··· Документ ···

Москвич, родившийся, скажем, в последние годы правления Ивана III, в течение своей жизни мог наблюдать, как шествуют по столичным улицам десятки иностранных дипломатов всех рангов — от простых гонцов в окружении нескольких спутников до «великих» послов, сопровождаемых блестящей свитой из сотен дворян и слуг. Являя собой парад национальных одежд и обычаев, они торжественно въезжали в город, с еще большей торжественностью следовали на аудиенцию в Кремль. Пышное, красочное зрелище посольских шествий никого из современников не оставляло равнодушным — зрители толпились на обочинах, влезали на деревья и крыши домов.

Со всех сторон света прибывали в Москву послы.

С юга, через Дикое поле, Воротынск, Боровск и Путивль, той же дорогой, какой совсем недавно приходили на Русь ордынские «послы сильные» — сборщики дани, теперь, вздымая тучи пыли, гоня с собой на продажу конские табуны в сотни и тысячи голов, скакали посланцы крымских и ногайских ханов. Их эскортировали многочисленные русские всадники — не столько для почета, сколько для того, чтобы привыкшая к набегам буйная посольская свита «христьянству обиды и насильства не чинила». Этим же путем направляли своих представителей владыки Блистательной Порты, султаны «турские», которые, как изысканно выражались дипломатические документы того времени, «светлостию лица» превосходят «песни сирина».

С севера, от «пристанища» Николо-Корельского монастыря на Белом море, где белели паруса английских кораблей (позднее — от «нового Архангельского города»), через Холмогоры и Ярославль мчались к Москве посланцы королевы Елизаветы I, интересовавшиеся торговлей не меньше, чем политикой, и лондонские купцы, зачастую исполнявшие одновременно обязанности дипломатических агентов; зимой их везли иногда по льду замерзших рек и озер. Хотя послы Василия III к императору Карлу V еще в 1524 году, по дороге в Испанию, первыми из русских побывали в Англии, но регулярные отношения с ней завязались лишь в середине столетия, когда король Эдуард VI снарядил торговую экспедицию на поиски Северо-восточного морского прохода в Индию. Один из кораблей этой экспедиции — «Эдуард — Благое Начинание» — в 1553 году был занесен бурей к русскому берегу; его капитана Ричарда Ченслера доставили в Москву. Он был принят Иваном Грозным и получил от него грамоту на право свободной торговли с Московским государством. Вскоре в Лондон был отправлен русский посланник Осип Непея. С той поры русско-английские отношения стали постоянными. Британскому флоту нужны были русские лес, пенька, смола, деготь. Англия начинала великую тяжбу на морях с грозной испанской монархией. Пушки гремели на Ла-Манше и у берегов Южной Америки, но их эхо докатывалось до Москвы: агенты Елизаветы I и Филиппа II вели тайную дипломатическую игру при дворе русских государей.

···

Ваши задания:
[1] Переведите на английский предложение из текста об иностранных посольствах в Москве: «Вскоре в Лондон был отправлен русский посланник Осип Непея».
[2] Выпишите без изменений из текста об иностранных посольствах в Москве фрагмент, в начале которого стоят слова «Москвич, родившийся, скажем, в», а в конце — «в Москву послы.».

··· Исходные данные ···

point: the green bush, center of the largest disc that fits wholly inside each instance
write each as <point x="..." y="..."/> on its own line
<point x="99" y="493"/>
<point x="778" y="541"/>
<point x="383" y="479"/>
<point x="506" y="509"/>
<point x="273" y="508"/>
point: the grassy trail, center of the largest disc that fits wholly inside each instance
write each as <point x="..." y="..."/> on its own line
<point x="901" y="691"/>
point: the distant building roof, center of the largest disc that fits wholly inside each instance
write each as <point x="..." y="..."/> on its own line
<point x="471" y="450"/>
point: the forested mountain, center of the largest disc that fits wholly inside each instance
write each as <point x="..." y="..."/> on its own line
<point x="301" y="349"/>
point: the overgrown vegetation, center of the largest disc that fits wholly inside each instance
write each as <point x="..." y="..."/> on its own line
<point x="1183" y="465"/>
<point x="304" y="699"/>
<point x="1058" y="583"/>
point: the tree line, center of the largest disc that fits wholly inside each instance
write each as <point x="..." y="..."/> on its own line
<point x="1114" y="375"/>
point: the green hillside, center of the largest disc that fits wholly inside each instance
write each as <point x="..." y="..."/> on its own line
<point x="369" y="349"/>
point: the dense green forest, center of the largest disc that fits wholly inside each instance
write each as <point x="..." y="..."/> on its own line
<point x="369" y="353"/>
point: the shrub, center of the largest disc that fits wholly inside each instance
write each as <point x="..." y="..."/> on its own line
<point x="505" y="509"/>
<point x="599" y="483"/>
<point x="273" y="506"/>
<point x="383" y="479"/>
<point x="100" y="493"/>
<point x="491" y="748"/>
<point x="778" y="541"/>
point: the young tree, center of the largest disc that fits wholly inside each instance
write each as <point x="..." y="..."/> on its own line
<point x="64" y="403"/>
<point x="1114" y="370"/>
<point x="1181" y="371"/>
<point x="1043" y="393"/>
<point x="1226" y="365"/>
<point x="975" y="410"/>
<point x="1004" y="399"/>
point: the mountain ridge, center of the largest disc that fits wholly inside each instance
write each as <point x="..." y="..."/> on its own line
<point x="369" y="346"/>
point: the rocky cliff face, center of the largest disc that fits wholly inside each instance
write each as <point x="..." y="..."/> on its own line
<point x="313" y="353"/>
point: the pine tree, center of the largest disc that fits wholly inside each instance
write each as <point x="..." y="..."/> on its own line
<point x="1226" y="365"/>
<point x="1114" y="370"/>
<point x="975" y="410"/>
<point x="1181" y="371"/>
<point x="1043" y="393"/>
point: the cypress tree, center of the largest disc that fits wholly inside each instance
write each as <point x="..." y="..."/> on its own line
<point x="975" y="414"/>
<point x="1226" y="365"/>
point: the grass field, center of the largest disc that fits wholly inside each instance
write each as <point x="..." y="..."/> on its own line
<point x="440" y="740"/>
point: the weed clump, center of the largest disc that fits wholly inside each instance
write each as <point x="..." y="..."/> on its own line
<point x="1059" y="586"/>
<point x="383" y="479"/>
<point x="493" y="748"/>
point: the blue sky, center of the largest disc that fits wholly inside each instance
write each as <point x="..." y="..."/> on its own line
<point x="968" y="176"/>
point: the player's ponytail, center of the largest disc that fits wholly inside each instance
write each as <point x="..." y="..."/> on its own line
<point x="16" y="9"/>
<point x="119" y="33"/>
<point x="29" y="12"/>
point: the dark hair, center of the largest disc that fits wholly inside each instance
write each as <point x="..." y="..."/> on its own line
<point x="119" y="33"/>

···

Решения задач:
[1] Soon the Russian envoy Osip Nepeya was sent to London.

[2]
Москвич, родившийся, скажем, в последние годы правления Ивана III, в течение своей жизни мог наблюдать, как шествуют по столичным улицам десятки иностранных дипломатов всех рангов — от простых гонцов в окружении нескольких спутников до «великих» послов, сопровождаемых блестящей свитой из сотен дворян и слуг. Являя собой парад национальных одежд и обычаев, они торжественно въезжали в город, с еще большей торжественностью следовали на аудиенцию в Кремль. Пышное, красочное зрелище посольских шествий никого из современников не оставляло равнодушным — зрители толпились на обочинах, влезали на деревья и крыши домов.

Со всех сторон света прибывали в Москву послы.